## Task
Drop all images and give the records again exactly.

## Supplied material
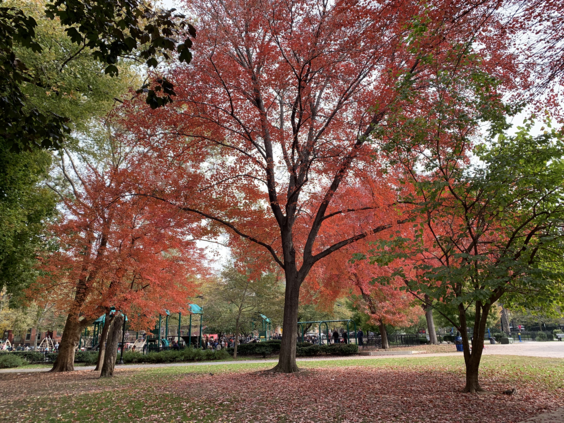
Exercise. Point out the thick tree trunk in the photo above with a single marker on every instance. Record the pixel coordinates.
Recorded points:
(35, 340)
(67, 347)
(102, 344)
(287, 359)
(236, 337)
(472, 358)
(505, 321)
(112, 346)
(431, 325)
(384, 334)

## Answer box
Exercise. Point out the thick tree trunk in the photo above with a single marker on every instance. Record the pixel coordinates.
Recorded points:
(35, 340)
(67, 347)
(102, 344)
(287, 359)
(236, 337)
(472, 358)
(505, 321)
(112, 346)
(431, 325)
(384, 334)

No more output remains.